> [Materials provided]:
######

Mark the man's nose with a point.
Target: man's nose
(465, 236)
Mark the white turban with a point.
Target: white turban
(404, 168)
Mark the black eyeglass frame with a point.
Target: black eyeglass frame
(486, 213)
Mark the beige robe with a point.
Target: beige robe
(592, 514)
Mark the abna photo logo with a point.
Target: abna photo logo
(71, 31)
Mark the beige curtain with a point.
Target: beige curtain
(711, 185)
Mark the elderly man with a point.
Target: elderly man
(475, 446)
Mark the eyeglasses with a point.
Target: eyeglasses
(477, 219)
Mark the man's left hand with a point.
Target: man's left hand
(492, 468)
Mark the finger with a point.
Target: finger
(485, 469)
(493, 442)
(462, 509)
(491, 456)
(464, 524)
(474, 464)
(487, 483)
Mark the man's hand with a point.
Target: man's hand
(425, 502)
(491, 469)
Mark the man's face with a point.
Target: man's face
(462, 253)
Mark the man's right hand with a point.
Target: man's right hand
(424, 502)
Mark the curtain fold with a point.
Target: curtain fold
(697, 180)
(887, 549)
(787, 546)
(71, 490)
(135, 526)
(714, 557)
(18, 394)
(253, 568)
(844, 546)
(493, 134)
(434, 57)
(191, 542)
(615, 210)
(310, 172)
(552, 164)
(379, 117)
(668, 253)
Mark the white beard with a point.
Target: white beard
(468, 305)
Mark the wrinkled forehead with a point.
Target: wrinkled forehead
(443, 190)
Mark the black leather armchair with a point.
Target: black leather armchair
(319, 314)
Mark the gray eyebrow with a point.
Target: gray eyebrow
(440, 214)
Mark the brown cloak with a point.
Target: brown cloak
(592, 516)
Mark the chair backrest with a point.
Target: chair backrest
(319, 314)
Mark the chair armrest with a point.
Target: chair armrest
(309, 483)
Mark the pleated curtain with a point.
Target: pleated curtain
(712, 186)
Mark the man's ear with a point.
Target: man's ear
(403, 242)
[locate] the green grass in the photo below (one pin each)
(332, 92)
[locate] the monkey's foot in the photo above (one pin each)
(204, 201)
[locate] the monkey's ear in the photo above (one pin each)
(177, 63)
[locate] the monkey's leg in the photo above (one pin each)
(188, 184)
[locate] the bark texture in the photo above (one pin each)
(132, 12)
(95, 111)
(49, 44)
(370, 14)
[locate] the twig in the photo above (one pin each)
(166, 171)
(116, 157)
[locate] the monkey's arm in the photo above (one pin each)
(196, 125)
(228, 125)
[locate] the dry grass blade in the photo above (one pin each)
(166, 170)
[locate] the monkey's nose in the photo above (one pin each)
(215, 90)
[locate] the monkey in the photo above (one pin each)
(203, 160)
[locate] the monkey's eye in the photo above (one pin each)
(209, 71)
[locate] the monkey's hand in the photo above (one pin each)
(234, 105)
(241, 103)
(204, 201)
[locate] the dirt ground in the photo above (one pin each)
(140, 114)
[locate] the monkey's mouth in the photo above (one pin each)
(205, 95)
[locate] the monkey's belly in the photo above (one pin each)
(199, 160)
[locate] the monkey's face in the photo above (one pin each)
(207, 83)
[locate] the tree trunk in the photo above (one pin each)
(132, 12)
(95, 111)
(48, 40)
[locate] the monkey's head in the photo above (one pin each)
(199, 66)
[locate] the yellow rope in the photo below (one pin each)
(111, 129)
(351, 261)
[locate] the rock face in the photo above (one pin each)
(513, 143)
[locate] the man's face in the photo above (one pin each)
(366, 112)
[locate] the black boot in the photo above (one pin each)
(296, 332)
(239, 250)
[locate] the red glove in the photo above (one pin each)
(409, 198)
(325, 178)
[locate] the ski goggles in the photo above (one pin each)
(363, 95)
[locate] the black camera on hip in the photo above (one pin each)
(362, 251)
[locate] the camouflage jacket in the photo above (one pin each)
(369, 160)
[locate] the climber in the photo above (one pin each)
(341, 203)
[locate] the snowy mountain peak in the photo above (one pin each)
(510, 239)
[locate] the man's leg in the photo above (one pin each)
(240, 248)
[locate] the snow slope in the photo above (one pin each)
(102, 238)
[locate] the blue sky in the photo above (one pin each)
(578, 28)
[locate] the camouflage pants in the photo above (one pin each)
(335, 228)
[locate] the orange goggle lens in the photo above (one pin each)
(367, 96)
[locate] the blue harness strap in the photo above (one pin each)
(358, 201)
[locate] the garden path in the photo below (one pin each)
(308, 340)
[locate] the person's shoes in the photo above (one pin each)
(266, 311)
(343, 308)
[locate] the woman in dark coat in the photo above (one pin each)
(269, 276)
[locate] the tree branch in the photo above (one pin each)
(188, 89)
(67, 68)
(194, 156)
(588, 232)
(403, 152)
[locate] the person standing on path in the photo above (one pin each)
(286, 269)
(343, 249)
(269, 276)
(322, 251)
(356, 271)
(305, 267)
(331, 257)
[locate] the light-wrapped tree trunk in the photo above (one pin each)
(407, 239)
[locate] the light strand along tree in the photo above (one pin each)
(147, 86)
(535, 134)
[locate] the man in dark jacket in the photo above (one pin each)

######

> [What you need to do]:
Give back, exactly as written, the stretch from the line with "Mark the man's right hand with a point." through the line with "Mark the curtain fold with a point.", and no other lines from the records above.

> [Finished exercise]:
Mark the man's right hand with a point.
Target: man's right hand
(424, 502)
Mark the curtain fold with a point.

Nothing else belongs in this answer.